◆ Written instruction ◆
Please write the listing below out again exactly, leaving every picture behind.

[Excerpts from point annotation data]

>>>>

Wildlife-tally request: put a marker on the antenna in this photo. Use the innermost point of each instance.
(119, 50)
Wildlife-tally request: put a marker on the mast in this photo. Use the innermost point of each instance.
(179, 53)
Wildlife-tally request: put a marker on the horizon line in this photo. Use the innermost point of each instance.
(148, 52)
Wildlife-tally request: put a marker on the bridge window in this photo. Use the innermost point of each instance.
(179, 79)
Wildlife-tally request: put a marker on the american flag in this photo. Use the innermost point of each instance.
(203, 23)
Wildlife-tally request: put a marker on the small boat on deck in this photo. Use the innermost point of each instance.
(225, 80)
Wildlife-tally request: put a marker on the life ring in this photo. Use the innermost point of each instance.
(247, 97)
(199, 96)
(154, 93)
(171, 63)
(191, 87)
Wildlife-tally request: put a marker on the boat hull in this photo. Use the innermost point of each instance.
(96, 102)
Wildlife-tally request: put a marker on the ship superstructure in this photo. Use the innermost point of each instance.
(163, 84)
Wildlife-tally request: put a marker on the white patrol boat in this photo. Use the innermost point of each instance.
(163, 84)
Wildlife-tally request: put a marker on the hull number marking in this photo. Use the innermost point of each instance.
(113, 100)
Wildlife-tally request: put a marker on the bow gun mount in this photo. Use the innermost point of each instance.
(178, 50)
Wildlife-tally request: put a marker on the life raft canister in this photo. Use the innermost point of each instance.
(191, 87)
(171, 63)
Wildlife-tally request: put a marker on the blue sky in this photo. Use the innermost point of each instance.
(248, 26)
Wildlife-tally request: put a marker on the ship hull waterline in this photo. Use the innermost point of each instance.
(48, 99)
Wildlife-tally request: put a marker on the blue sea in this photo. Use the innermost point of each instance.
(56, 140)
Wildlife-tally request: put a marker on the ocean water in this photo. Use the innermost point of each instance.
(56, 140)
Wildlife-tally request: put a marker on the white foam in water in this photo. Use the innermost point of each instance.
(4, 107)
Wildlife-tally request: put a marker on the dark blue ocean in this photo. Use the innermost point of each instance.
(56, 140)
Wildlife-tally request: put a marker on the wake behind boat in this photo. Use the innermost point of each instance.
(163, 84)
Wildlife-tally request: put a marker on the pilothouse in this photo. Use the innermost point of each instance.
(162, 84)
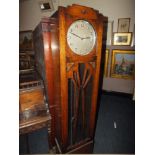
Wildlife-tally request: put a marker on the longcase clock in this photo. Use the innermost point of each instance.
(68, 56)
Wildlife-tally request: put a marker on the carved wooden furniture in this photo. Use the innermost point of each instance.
(68, 57)
(33, 112)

<<<<

◆ Result for this exercise ◆
Wildlife-tally request: put a marker on the antenna in this photo. Use the innermost point of each instance.
(119, 50)
Wildlife-tally request: put a marker on the mast in this photo. Use the innermost point of each instance.
(179, 53)
Wildlife-tally request: put a marker on the horizon line in this photo. Use the innermost point of each instance.
(148, 52)
Wildlife-tally request: put a marker on the bridge window in this photo. Use the innermost point of each instance.
(179, 79)
Wildlife-tally request: put a marker on the american flag in this photo. Use the innermost point of each instance.
(203, 23)
Wildlife-tally request: put a marker on the small boat on deck in this photo. Use the innermost point of each instance.
(225, 80)
Wildlife-tally request: put a marker on the life ring in this photo. Use the innermost point of each instance.
(247, 97)
(199, 96)
(154, 93)
(171, 63)
(191, 87)
Wildlife-tally request: put a marker on the boat hull in this photo. Use the innermost point of each instance.
(96, 102)
Wildlife-tally request: put a marker on the ship superstructure in this photo. Use the innermost point of each instance.
(163, 84)
Wildlife-tally request: put a marker on the white patrol boat in this photo. Use the innermost point of each instance.
(163, 84)
Wildlife-tally request: put a marker on the hull number marking in this photo. Use the innermost point of each instance.
(113, 100)
Wildlife-tally request: put a marker on the bow gun mount in this photo. Use the innermost point of each instance.
(178, 50)
Wildlife-tally request: put a marker on the life raft canister in this photo. Use the innermost point of each instance.
(191, 87)
(171, 63)
Wildlife-tally request: put a marker on the blue sky in this photo. Use the innermost point of each instance.
(248, 26)
Wildlife-tally request: put a marker on the ship hull waterline in this photo. Use the innermost point of each instance.
(48, 99)
Wildlife-tally request: put a marker on the blue sea in this photo. Use the innermost point of each instance.
(56, 140)
Wildlife-tally request: put a marker on the ocean water in this photo. Use the innermost point of each instance.
(56, 140)
Wildlife-tally request: put a marker on the white foam in water in this photo. Use the innermost point of each instance.
(4, 107)
Wildlife-tally request: put a marker on the dark blue ocean in this photo. Use the innermost point of each instance.
(56, 140)
Wildlife-tally request: put a marker on the wake behind boat in this photo. Use the innermost point of each instance.
(163, 84)
Wildlife-tally request: put a marker on the pilothouse in this photo. Use the innermost point of each instance.
(162, 84)
Wildlife-tally request: put a marker on the longcase clock in this photo. Use the innermost point of each instance.
(68, 56)
Wildlife-tally request: put a marker on the carved wooden furniture in this photo. Use the innermost point of each instance.
(68, 57)
(33, 112)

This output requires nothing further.